● **Short exercise**
Edit the data below by changing each "interface" to "image" and leaving everything else unchanged. Omit the pictures from your output.

● **Data supplied**
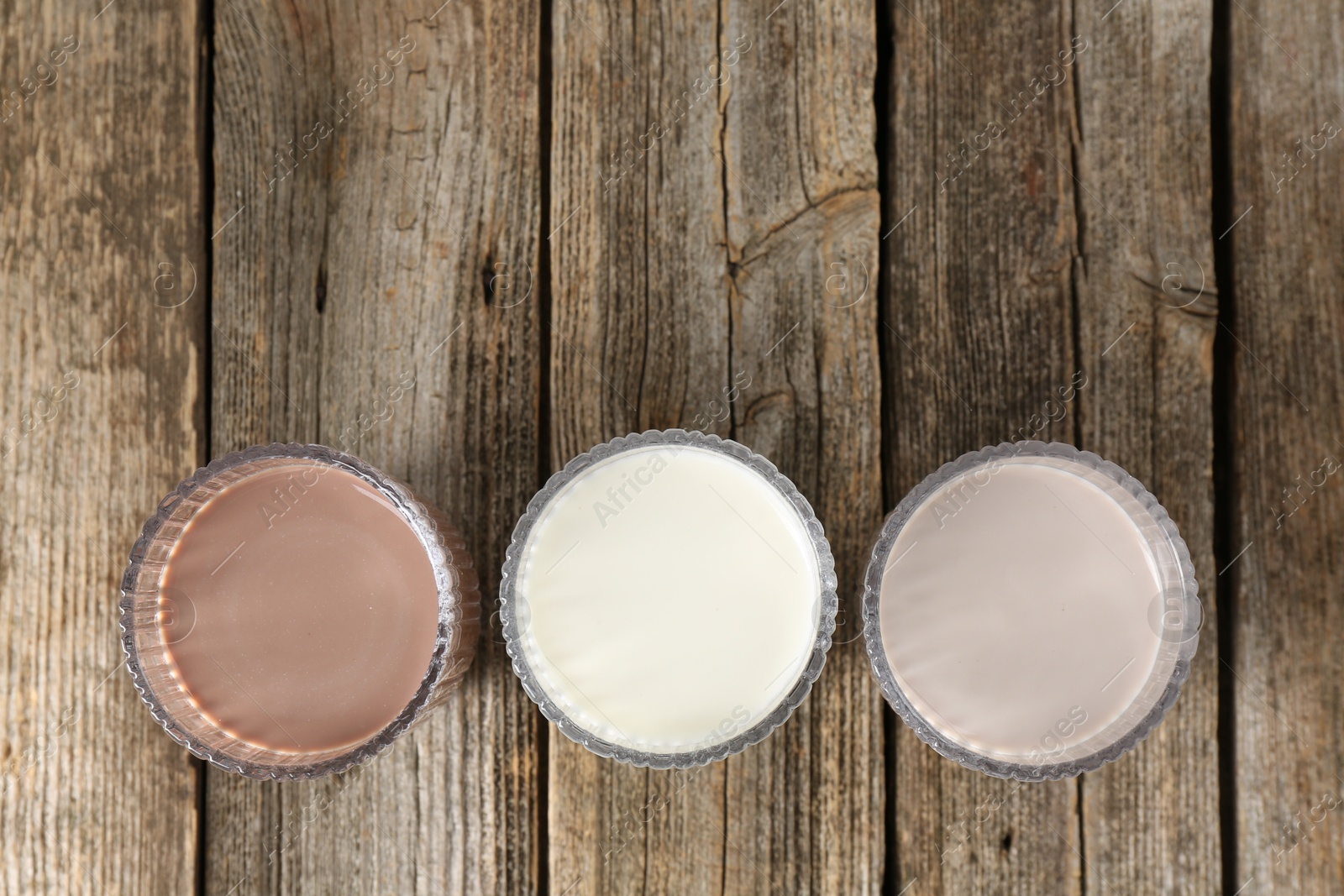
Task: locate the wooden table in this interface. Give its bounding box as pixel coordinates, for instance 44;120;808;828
0;0;1344;896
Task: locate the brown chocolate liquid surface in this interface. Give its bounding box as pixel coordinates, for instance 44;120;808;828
160;462;438;752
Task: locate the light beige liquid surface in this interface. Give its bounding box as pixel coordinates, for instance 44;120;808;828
880;459;1160;757
516;446;822;752
161;462;438;752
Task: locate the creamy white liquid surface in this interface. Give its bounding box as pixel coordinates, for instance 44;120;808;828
516;446;822;753
880;458;1161;760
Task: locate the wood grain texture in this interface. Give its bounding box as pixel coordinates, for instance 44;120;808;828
1221;0;1344;893
0;2;204;896
549;3;883;893
1073;0;1221;893
549;0;730;896
880;2;1082;893
722;3;885;893
204;2;540;894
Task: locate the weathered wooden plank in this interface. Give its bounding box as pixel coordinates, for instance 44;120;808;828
549;3;883;893
206;3;540;894
1074;0;1221;893
0;0;204;894
549;0;731;896
721;3;885;893
882;2;1082;893
1219;0;1344;893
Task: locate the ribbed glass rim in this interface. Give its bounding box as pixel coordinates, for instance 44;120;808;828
863;441;1203;782
500;428;840;768
118;442;480;780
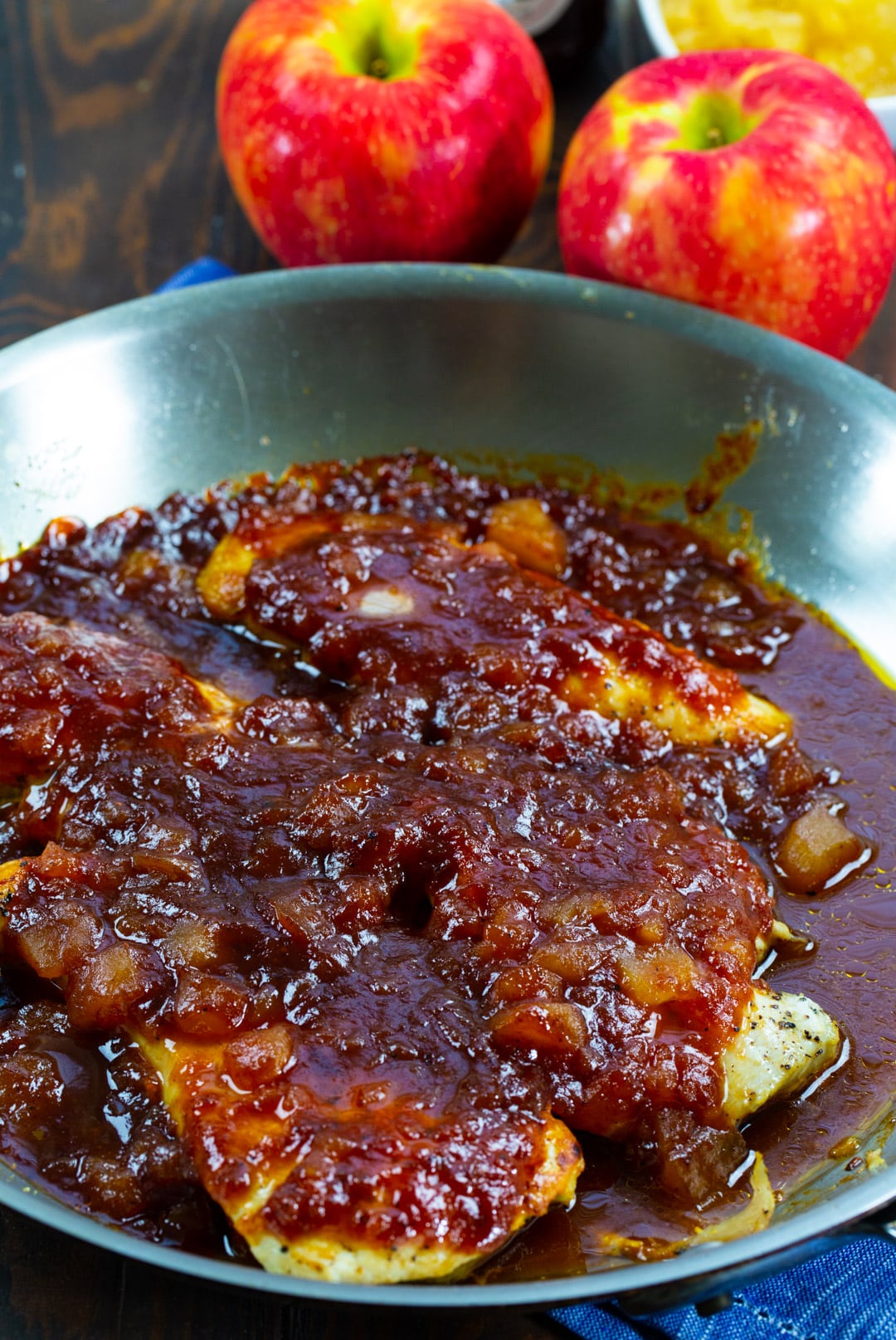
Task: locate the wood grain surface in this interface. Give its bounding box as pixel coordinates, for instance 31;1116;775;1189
0;0;896;1340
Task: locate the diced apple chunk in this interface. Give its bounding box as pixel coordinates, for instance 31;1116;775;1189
485;499;567;577
777;802;870;894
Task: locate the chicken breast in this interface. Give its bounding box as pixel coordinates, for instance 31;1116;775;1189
197;514;790;747
0;605;837;1281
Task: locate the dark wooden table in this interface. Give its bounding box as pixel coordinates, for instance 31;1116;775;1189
0;0;896;1340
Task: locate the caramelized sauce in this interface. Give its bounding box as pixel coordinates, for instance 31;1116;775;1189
0;454;896;1279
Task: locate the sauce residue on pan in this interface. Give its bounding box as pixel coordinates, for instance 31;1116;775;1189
0;453;896;1279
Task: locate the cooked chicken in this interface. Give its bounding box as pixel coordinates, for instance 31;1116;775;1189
0;592;837;1279
197;514;790;745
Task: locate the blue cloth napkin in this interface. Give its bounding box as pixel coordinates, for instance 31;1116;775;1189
158;256;896;1340
552;1238;896;1340
155;256;236;294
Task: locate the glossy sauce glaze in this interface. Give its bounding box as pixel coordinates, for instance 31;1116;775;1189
0;454;896;1279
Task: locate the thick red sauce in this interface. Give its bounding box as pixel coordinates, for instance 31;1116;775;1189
0;454;896;1279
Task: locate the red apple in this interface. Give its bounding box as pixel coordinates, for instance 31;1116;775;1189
558;51;896;358
217;0;553;266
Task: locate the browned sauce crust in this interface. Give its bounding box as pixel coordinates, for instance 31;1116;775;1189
0;454;884;1275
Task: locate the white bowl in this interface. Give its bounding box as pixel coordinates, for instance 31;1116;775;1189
636;0;896;148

● **Result for this exercise**
Task: locate the wooden table in this image. Give its bounding box as pixel coordinates, for instance 44;120;808;828
0;0;1344;896
Task: locate the brown chocolate liquid surface in this image. Give its bounding box as pixel coordinates, for instance 44;120;808;828
160;462;438;752
Task: locate the light beige liquid surface in this image. Give its bounding box as pixel coordinates, for instance 44;120;808;828
880;459;1160;757
516;446;822;752
161;462;438;752
Task: locate the creamy white liquid surface in this image. Give its bounding box as pixel coordinates, for instance 44;120;808;828
516;446;822;753
880;458;1161;760
Task: locate the wood grain texture in this image. Give its bounding box as pixel coordinates, for instance 44;120;808;828
1221;0;1344;893
0;2;204;896
549;3;883;893
1073;0;1221;893
549;0;730;896
880;2;1082;893
722;3;885;893
204;2;540;894
Task: locate the weathered wooden plank in this image. Give its bounding box as pixel coordinates, for instance 44;120;808;828
549;3;883;893
206;3;540;894
1074;0;1221;893
0;0;204;894
549;0;731;896
721;3;885;893
882;2;1082;893
1219;0;1344;893
Task: locate the ribbed glass rim in this image. Give its bounding box as pixel coordinates, for instance 44;120;808;828
863;441;1203;782
500;428;840;768
118;442;480;780
Task: locate the wood grain surface in this image. Give its bounding box as pixel coordinates, for instance 31;1116;775;1189
0;0;896;1340
Task: locate the diced apple chunk in this image. Give its bounding box as pixel coordinates, for instance 31;1116;775;1189
485;499;567;577
777;802;870;894
Task: locate the chicken breast in this image. Give its bounding box as pixel coordinates, for instance 31;1116;775;1189
197;514;790;747
0;605;837;1281
Task: locate the dark wooden table in this image. Give its bounding box as pixel coordinates, for instance 31;1116;775;1189
0;0;896;1340
Task: locate the caramelized sauce in this image. Give its bounding box as pixel coordinates, for instance 31;1116;775;1189
0;454;896;1279
Task: locate the sauce residue on pan in this image. Give its bounding box as pixel coordinates, for instance 31;1116;775;1189
0;453;896;1279
Task: locate the cooked chicken in this image. Give its bounding box as pixel coordinates, for instance 31;1116;775;1189
0;592;837;1279
197;514;790;745
Task: locate the blue cloth napkin in this image. Give its bounding box as pixel coordinates, for instance 31;1116;775;1189
158;256;896;1340
552;1238;896;1340
155;256;236;294
Task: locate the glossy sauce glaze in this image. Give its bounding box as pixel coordinates, for instance 31;1116;775;1189
0;454;896;1279
Task: locate the thick red sauce in this image. Give its bounding box as pixel coordinates, for instance 31;1116;775;1189
0;454;896;1279
Task: locate the red apple in this image. Give its bounding box as pixel coordinates, for instance 31;1116;775;1189
558;51;896;358
217;0;553;266
Task: locate the browned sauce crust in this image. Give its bounding box as pixel coordinates, for instance 31;1116;775;1189
0;454;884;1275
Task: locate the white bowl in this image. Give its bounding box as pixel coordinates, for instance 31;1116;775;1189
636;0;896;148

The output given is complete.